═════ MATERIAL PROVIDED ═════

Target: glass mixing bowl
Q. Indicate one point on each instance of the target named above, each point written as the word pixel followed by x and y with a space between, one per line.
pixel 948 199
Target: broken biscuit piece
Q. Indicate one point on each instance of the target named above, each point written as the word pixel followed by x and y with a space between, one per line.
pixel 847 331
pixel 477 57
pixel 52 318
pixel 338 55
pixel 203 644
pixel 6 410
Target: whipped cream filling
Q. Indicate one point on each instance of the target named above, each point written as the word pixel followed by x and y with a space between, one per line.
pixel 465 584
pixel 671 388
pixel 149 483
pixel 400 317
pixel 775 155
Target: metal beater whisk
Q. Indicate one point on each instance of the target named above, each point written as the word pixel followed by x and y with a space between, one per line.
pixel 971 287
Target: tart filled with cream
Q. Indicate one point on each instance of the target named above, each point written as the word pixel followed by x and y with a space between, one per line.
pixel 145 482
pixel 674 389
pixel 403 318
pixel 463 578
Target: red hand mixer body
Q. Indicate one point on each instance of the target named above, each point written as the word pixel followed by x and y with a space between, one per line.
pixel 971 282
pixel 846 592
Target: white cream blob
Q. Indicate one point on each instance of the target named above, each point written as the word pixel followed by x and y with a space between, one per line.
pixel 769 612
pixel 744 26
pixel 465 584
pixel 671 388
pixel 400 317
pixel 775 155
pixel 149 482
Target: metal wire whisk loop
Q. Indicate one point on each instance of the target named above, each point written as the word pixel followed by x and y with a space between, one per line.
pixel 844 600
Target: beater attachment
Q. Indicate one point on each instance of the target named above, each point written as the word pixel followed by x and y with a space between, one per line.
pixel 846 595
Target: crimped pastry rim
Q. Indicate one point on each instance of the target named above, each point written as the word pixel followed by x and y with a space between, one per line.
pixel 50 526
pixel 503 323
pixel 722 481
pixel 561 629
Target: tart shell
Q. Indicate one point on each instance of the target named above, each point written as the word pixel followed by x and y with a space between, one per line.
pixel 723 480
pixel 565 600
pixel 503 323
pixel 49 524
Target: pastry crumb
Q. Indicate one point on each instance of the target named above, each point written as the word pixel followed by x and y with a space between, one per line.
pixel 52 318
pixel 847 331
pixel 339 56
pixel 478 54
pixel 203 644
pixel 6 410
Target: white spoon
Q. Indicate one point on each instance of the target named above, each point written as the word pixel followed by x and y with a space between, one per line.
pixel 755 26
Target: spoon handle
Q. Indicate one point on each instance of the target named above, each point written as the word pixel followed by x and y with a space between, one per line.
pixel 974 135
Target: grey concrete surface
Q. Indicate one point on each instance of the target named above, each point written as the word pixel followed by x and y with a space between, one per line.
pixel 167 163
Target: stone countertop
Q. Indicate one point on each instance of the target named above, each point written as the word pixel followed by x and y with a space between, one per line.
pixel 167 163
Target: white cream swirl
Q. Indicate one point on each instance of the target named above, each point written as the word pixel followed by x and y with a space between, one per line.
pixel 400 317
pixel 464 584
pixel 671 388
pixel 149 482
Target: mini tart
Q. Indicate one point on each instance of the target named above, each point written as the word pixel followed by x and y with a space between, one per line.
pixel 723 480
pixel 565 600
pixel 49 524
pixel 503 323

═════

AIM OF THE EXERCISE –
Only the lines from the one containing "Target: crimped pastry rim" through the end of the material should be reproduced, exactly, with both ends included.

SOLUTION FOR THIS TASK –
Target: crimped pastry rim
Q. Indicate one point on each instance of the target named above, each point written as the word pixel followed by x and y with a space between, one per line.
pixel 50 526
pixel 503 323
pixel 722 481
pixel 561 629
Target: tart shell
Q. Indicate one point on each instance of the target named above, each point written as the word pixel followed by x and y with a space between, one per line.
pixel 723 480
pixel 565 600
pixel 503 323
pixel 49 524
Target: pastry crumb
Q. Indicate one point on each instance of the target named above, each point written as the word pixel followed by x and y with a space between, one per line.
pixel 52 318
pixel 847 331
pixel 339 56
pixel 478 54
pixel 203 644
pixel 6 410
Target: white spoon
Q. Indicate one point on each instance of the target named above, each point written as the word pixel followed by x and y with a space between, one per line.
pixel 755 26
Target: spoon handle
Q. Indicate one point on each instance of the target named above, each point written as the word pixel followed by x and y with a space between, one per line.
pixel 974 135
Target: grey concrete surface
Q. Indicate one point on each instance of the target named above, each point written as the word pixel followed by x and y with a space between, one per line.
pixel 167 163
Target: stone countertop
Q. Indicate one point on each instance of the target named above, each point written as the word pixel followed by x and y with a space between, one per line.
pixel 167 163
Target: white cream swirl
Q. Indicate one point on each instance of the target named above, each point written as the word pixel followed by x and y with a space between, one per line.
pixel 400 317
pixel 464 584
pixel 671 388
pixel 149 482
Target: mini tart
Q. Indicate one point on each instance of the target named above, each point written as the word pixel followed by x and y with a space between, one per line.
pixel 723 480
pixel 565 600
pixel 49 524
pixel 503 323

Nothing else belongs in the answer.